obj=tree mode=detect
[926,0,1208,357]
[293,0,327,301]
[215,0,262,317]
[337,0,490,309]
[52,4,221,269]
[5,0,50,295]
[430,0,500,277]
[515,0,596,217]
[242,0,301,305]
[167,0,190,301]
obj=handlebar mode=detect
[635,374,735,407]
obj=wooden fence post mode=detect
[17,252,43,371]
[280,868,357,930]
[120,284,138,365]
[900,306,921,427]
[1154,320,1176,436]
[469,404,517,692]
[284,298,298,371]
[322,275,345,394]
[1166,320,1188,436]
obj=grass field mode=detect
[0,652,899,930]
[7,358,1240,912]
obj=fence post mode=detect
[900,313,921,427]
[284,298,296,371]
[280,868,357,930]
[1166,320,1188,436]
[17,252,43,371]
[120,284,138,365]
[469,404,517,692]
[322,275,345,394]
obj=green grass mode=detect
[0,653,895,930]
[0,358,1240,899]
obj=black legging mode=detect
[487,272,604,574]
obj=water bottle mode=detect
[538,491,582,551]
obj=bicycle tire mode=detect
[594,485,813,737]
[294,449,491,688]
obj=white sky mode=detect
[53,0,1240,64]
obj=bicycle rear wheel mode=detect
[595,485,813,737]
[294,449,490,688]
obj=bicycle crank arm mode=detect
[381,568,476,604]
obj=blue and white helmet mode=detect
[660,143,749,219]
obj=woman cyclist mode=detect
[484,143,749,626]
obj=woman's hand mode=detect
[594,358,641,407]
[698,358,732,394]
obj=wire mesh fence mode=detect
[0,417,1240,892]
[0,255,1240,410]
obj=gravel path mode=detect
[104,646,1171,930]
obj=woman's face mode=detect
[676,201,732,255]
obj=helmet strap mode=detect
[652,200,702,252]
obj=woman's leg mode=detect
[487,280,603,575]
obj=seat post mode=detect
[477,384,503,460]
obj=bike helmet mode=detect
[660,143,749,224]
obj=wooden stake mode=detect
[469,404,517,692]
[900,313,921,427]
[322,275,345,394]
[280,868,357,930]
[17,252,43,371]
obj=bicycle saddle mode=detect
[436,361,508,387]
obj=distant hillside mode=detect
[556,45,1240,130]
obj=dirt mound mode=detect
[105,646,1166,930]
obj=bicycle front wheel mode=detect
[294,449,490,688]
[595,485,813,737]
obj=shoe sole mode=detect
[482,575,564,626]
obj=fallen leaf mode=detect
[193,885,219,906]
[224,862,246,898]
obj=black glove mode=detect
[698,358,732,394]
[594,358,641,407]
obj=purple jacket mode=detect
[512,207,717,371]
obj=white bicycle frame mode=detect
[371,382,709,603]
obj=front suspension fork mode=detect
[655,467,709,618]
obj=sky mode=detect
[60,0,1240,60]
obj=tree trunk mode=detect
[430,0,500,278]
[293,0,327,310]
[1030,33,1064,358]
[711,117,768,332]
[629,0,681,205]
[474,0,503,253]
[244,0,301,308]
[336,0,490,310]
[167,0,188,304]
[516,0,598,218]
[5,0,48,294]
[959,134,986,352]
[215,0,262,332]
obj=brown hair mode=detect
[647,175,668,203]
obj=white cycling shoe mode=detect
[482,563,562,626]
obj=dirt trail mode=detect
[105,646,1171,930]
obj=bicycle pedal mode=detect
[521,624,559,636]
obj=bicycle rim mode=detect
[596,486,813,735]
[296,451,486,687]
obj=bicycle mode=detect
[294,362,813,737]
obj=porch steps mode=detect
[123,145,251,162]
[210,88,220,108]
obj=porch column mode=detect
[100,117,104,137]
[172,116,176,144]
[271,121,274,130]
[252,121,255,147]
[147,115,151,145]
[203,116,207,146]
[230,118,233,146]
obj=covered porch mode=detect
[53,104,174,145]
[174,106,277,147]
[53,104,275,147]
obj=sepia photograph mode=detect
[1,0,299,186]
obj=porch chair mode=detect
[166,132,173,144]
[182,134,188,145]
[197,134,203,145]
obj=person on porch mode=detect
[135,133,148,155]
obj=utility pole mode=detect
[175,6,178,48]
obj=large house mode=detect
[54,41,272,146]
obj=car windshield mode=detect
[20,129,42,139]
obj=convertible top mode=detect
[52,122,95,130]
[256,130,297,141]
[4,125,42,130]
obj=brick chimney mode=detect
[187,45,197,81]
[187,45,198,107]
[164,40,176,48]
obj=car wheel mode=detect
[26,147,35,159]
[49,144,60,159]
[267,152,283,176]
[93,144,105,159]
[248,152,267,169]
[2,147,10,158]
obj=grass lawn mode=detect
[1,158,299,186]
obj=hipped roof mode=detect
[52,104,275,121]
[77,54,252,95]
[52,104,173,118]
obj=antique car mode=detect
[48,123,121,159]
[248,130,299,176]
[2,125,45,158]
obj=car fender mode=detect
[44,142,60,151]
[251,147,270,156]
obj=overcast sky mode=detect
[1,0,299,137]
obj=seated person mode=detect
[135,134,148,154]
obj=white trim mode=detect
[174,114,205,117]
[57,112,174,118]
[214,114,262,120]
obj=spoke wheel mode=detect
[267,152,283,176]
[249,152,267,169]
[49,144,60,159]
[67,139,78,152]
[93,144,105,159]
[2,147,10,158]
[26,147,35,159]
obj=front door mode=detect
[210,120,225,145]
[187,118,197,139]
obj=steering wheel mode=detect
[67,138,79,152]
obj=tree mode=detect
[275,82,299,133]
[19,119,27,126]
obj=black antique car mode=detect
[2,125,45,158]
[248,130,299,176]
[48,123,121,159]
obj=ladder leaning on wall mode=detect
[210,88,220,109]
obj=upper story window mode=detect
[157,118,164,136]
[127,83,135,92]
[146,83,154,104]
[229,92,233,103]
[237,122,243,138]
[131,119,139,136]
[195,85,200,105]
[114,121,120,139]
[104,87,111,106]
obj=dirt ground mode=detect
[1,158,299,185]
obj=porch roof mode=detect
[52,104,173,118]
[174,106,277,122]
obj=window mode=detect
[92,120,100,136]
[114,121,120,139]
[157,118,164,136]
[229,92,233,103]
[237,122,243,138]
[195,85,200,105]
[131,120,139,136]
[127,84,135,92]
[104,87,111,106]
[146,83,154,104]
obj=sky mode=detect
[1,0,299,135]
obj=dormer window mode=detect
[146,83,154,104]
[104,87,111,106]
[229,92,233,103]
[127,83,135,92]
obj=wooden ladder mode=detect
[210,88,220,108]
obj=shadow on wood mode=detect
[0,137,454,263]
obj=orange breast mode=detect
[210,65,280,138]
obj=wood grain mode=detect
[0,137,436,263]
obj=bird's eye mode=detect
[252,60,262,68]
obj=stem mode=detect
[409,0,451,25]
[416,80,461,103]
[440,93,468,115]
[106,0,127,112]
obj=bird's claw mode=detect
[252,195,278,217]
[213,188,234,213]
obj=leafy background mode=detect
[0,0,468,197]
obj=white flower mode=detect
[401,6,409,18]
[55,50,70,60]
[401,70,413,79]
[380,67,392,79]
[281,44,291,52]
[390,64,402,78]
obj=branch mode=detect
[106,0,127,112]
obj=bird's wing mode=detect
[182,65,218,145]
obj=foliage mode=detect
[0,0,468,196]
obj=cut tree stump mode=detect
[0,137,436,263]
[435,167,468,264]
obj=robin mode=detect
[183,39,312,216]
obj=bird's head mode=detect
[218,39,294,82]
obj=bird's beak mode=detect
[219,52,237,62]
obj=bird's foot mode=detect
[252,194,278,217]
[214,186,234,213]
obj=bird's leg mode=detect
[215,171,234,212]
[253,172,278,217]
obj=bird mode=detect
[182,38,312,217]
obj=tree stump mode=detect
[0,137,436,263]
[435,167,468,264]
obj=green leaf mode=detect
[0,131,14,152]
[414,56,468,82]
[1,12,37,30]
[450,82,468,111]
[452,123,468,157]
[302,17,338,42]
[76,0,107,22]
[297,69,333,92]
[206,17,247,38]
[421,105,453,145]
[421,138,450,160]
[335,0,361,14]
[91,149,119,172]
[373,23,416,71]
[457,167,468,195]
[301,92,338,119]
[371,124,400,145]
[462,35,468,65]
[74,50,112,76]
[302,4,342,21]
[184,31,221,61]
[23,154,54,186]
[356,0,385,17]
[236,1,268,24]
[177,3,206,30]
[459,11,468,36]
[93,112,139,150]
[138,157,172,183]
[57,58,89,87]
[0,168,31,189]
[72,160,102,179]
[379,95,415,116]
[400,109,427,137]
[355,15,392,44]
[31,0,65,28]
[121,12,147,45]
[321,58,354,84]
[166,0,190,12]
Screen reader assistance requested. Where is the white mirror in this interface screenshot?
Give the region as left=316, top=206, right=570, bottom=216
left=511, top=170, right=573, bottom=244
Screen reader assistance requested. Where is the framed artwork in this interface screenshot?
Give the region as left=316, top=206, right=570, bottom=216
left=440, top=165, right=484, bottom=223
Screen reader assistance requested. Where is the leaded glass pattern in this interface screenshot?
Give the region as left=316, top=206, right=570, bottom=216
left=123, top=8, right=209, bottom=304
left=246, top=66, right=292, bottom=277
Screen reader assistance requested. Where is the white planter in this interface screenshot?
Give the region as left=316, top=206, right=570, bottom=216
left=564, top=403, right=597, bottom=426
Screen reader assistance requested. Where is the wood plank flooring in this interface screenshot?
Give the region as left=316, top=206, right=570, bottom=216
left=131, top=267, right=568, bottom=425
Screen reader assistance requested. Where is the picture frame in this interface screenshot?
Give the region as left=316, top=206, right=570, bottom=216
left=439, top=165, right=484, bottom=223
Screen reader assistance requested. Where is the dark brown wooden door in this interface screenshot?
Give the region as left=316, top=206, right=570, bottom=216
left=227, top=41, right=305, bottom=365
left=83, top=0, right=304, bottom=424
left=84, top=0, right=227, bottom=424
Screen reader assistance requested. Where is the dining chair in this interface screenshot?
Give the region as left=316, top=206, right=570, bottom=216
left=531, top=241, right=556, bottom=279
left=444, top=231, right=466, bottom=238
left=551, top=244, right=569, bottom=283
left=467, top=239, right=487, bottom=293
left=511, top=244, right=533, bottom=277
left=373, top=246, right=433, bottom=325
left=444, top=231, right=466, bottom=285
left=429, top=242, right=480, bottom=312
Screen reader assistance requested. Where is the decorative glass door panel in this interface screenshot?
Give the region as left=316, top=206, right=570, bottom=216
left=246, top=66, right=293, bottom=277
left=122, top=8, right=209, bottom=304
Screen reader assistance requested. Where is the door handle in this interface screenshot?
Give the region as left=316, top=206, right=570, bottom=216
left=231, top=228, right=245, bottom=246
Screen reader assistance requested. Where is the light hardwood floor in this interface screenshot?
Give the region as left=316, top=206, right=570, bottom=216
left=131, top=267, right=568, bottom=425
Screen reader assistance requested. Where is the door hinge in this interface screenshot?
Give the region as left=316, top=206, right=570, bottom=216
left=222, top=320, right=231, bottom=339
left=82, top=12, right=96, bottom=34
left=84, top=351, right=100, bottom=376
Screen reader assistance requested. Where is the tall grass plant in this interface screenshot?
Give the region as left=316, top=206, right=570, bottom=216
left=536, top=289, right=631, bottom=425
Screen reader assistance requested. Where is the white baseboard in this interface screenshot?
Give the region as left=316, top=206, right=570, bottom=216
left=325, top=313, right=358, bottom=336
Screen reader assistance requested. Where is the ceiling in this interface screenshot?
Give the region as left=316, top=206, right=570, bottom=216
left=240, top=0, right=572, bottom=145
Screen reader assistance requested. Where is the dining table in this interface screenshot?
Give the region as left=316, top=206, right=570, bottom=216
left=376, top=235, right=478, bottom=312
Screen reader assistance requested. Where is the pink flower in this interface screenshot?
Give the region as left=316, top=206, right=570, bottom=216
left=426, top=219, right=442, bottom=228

::::::

[What the exercise asks]
Return, without any change, the part of the listing above that opens with the line containing "obj=bicycle rear wheel mode=detect" and closes with the line containing "[215,0,262,332]", including both of those lines.

[Solution to this exercise]
obj=bicycle rear wheel mode=detect
[595,485,813,737]
[294,449,490,688]
obj=bicycle crank arm mode=detect
[381,568,476,604]
obj=blue and white helmet mode=detect
[660,143,749,219]
obj=woman cyclist mode=detect
[484,143,749,626]
obj=woman's hand mode=detect
[594,358,641,407]
[698,358,732,394]
obj=wire mesh fence mode=detect
[0,417,1240,892]
[0,255,1240,410]
obj=gravel path mode=detect
[104,646,1171,930]
obj=woman's face mode=detect
[676,201,732,255]
obj=helmet strap mode=detect
[652,200,702,252]
obj=woman's leg mode=detect
[487,280,603,575]
obj=seat post mode=detect
[477,384,503,460]
obj=bike helmet mode=detect
[660,143,749,224]
obj=wooden stake mode=detect
[469,404,517,692]
[900,313,921,427]
[322,275,345,394]
[280,868,357,930]
[17,252,43,371]
obj=bicycle saddle mode=detect
[436,361,508,387]
obj=distant hillside mode=detect
[556,45,1240,130]
obj=dirt mound mode=detect
[105,646,1166,930]
obj=bicycle front wheel mode=detect
[294,449,490,688]
[595,485,813,737]
obj=shoe sole mode=detect
[482,575,564,626]
obj=fallen leaf mode=detect
[193,885,219,906]
[224,862,246,898]
obj=black glove mode=detect
[698,358,732,394]
[594,358,641,407]
obj=purple jacket mode=detect
[512,207,717,371]
obj=white bicycle frame mode=detect
[371,382,709,603]
obj=front suspension fork mode=detect
[655,467,709,618]
obj=sky mode=detect
[60,0,1240,60]
obj=tree trunk mode=detect
[430,0,500,278]
[293,0,327,310]
[1030,33,1064,358]
[711,117,768,332]
[629,0,681,205]
[474,0,503,253]
[244,0,301,308]
[336,0,490,310]
[167,0,188,304]
[516,0,598,218]
[5,0,48,294]
[959,134,986,352]
[215,0,262,332]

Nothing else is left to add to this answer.